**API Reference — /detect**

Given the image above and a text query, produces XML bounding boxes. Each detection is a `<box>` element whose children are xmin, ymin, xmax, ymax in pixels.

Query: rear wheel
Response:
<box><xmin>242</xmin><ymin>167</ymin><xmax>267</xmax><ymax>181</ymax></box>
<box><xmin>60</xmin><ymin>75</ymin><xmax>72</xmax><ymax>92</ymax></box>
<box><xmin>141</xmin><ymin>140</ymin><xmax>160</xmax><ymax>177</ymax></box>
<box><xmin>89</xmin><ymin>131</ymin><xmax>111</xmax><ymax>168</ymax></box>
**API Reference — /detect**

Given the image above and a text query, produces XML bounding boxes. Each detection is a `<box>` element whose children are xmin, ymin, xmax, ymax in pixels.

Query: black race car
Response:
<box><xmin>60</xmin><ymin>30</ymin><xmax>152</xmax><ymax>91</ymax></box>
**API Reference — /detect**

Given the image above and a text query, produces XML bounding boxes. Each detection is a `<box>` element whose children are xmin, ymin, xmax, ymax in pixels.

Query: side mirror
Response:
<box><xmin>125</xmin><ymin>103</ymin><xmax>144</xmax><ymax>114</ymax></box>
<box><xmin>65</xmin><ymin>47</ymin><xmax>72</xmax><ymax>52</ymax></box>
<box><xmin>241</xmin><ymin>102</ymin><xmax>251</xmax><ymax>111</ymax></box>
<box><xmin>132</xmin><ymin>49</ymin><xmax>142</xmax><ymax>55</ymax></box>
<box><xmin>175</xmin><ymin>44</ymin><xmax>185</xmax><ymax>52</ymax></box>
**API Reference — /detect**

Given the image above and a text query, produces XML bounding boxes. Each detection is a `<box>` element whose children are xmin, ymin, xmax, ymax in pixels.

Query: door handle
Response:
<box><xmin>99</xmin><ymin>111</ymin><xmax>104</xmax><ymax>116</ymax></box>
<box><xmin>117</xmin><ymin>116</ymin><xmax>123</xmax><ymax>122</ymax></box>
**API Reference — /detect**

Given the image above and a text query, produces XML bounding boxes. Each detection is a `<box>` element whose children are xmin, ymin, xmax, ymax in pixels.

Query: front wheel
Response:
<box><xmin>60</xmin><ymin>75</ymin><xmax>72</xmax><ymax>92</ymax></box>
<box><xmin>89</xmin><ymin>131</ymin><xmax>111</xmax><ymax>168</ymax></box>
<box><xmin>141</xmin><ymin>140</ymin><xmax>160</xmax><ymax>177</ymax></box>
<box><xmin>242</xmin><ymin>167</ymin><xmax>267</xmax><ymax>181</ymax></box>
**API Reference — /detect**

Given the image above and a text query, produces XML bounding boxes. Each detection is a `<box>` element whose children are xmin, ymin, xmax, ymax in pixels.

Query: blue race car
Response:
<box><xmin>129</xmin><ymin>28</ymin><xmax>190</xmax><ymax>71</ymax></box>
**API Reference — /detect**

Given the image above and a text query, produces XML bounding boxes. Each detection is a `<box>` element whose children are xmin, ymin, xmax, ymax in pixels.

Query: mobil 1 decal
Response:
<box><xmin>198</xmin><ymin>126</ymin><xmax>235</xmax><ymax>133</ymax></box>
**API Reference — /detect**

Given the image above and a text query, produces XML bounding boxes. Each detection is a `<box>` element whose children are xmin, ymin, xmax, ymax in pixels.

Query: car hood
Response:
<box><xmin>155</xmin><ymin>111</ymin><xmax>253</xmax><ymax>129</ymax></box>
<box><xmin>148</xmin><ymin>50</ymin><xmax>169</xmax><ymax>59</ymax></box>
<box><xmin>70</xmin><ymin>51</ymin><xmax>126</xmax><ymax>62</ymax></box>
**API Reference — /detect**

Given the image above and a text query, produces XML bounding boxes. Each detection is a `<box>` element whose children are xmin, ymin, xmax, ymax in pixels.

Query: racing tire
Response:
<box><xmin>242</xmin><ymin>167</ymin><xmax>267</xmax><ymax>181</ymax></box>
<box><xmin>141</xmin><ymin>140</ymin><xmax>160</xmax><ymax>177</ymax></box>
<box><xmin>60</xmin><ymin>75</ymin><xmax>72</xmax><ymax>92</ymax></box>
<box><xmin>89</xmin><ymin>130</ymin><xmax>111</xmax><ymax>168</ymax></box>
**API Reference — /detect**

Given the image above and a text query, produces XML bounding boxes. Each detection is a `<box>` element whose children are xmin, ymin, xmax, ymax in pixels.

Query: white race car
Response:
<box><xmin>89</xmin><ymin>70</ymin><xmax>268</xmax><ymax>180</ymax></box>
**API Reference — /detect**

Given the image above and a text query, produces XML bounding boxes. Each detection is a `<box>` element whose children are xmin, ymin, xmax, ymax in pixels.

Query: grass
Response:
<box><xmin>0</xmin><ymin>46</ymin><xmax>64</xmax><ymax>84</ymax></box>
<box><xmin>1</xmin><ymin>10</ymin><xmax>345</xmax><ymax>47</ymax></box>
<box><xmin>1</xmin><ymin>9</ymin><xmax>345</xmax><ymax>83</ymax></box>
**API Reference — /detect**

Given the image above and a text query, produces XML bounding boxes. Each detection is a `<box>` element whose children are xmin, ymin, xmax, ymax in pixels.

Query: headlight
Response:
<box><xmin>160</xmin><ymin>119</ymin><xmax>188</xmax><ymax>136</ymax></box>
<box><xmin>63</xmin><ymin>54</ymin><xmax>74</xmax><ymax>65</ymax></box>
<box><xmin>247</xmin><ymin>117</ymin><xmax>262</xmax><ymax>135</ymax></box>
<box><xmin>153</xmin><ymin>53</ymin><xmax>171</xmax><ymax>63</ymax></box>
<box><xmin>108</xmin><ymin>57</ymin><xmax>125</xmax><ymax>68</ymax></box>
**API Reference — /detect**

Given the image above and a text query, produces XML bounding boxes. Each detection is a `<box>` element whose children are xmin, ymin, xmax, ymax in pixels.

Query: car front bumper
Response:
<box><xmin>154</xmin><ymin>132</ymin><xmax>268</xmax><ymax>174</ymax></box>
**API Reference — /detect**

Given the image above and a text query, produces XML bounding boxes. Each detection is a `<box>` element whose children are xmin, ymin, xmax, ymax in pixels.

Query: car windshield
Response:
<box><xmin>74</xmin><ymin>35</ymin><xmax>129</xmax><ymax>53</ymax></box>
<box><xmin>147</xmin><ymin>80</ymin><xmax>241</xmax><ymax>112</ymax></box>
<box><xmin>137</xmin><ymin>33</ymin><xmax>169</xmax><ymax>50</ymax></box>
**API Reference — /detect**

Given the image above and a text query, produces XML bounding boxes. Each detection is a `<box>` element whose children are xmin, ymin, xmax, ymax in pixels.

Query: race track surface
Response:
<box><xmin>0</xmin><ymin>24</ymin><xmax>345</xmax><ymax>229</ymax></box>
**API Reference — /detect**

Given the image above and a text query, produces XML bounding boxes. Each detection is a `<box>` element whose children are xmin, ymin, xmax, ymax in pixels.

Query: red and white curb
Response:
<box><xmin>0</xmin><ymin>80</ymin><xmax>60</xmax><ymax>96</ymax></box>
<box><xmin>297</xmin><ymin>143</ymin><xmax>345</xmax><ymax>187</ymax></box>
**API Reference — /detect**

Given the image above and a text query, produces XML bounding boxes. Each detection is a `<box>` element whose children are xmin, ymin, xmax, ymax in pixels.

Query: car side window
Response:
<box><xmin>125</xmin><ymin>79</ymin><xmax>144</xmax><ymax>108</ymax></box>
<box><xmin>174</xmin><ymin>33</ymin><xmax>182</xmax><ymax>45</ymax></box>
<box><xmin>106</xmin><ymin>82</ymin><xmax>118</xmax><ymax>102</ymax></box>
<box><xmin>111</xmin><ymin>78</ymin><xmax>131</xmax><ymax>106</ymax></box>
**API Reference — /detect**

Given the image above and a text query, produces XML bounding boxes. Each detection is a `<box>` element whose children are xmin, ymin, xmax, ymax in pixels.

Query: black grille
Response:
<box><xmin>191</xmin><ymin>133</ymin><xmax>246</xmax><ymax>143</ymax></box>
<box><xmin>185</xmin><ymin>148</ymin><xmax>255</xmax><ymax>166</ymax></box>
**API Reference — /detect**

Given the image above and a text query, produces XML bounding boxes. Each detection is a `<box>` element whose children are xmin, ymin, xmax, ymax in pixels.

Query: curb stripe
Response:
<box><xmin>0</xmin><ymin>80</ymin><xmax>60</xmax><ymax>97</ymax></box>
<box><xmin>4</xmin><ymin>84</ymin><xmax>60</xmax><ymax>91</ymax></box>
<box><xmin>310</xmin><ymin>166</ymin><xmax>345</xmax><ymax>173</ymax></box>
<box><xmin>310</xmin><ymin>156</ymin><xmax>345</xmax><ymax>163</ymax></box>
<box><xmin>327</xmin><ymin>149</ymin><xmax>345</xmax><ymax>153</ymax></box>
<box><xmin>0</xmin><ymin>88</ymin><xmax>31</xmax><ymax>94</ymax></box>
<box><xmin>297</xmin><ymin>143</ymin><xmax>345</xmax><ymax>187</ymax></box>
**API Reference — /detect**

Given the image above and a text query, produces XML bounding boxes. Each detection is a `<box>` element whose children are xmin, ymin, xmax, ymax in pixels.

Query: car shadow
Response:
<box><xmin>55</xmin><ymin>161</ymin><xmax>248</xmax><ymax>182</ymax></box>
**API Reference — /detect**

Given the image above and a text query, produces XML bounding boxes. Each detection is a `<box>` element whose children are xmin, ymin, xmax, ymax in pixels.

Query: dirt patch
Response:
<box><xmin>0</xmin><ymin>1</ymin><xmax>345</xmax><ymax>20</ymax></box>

--- --- ---

- _What the task requires_:
When you come to the line containing "Query: rear wheel", give it and stop; before that, repeat each line of the material exactly from the first one.

- _Result for this task_:
**API Reference — /detect**

Given the image above and a text query, produces XML bounding boxes. Each detection is a `<box>` element whose children are xmin, ymin, xmax, ymax in pixels.

Query: rear wheel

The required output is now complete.